» Objectives
A - In the forum thread on HTTP redirects, which two cUrl settings is the followlocation concept borrowed from?
B - Write out the part of the records that opens with their first line and closes with the line containing "[[449, 484]]", both ends included, reproducing each line word for word.

» Text extract
_____
Give your thoughts a go and provide a patch so we can test how it feels.
Some info on the current 'redirection' use: -1 is no limit on redirects for the !cUrl transport. For streams below one means that no redirects are followed. No idea if streams give an error on that one, cUrl does.
#23
@
14 years ago
The discussion here is related to #16888, the followlocation parameter/flag can help to keep things apart. The concept is borrowed from cUrl itself which has two settings as well (both sharing some scope): follow location and max redirects.
Probably it's useful to have a redirection parameter (int), then a follow-location parameter (bool) and a max-redirects (int) parameter.
The redirection paramter will set both as needed, and setting any of the others can override for fine-control. Transports internals can rely to the two more specific parameters if they need a more fine-grained control.
(Informative: Next to those are two more redirection related curl settings: post redir, redir protocols.)
#24
@
14 years ago
I compiled some of the related HTTP status code / Location header field information and made an overview table: HTTP Redirect Codes (3xx) and the Location Field. This helped me to learn a little bit more about the subject.
#25
@
14 years ago
Can we have a new action (so a single line added) :
do_action( 'http_api_curl_info', $handle);
directly after calling the curl_exec ?
_____
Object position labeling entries

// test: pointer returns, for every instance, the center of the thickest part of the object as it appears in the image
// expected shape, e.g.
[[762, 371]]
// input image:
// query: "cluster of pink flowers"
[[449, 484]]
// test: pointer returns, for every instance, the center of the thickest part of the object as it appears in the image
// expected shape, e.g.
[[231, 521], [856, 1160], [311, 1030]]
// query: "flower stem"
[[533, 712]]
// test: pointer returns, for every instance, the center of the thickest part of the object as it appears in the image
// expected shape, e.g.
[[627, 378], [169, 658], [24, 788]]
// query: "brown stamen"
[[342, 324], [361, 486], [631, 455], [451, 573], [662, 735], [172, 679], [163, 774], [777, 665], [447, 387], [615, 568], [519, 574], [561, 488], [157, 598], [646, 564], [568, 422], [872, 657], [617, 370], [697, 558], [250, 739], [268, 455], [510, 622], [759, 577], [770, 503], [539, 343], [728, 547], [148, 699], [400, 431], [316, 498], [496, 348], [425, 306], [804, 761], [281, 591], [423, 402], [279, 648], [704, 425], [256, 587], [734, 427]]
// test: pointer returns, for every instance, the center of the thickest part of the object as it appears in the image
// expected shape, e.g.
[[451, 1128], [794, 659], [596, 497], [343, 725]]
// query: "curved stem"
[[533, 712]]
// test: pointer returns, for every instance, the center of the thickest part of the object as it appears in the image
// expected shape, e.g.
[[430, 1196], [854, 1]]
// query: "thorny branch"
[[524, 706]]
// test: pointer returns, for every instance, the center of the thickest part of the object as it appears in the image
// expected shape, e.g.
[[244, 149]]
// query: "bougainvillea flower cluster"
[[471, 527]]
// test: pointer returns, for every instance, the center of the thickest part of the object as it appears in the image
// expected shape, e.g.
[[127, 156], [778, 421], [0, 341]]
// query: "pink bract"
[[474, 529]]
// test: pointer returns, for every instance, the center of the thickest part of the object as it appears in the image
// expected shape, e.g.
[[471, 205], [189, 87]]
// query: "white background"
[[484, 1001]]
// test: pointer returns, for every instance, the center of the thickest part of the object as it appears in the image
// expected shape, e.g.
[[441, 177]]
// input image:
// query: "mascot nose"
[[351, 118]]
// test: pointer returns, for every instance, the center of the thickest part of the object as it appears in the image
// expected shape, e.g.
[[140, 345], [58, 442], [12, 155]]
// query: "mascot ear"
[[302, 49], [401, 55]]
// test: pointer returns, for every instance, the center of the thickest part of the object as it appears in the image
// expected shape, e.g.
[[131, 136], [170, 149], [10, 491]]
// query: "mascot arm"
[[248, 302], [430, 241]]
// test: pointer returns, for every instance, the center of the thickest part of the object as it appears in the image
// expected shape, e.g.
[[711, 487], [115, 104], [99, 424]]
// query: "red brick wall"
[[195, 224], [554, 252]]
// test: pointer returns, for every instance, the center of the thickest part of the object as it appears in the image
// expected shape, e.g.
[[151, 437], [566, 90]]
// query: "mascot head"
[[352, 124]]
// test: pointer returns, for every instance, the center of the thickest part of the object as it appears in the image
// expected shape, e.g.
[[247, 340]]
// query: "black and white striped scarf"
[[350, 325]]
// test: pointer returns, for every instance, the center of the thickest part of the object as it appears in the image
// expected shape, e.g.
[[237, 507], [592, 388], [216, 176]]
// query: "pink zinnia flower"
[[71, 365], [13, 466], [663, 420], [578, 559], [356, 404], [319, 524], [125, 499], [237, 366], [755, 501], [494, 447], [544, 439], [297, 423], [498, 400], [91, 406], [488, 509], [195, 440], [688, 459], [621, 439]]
_____
» Exercise solutions
A - Follow location and max redirects.

B -
// test: pointer returns, for every instance, the center of the thickest part of the object as it appears in the image
// expected shape, e.g.
[[762, 371]]
// input image:
// query: "cluster of pink flowers"
[[449, 484]]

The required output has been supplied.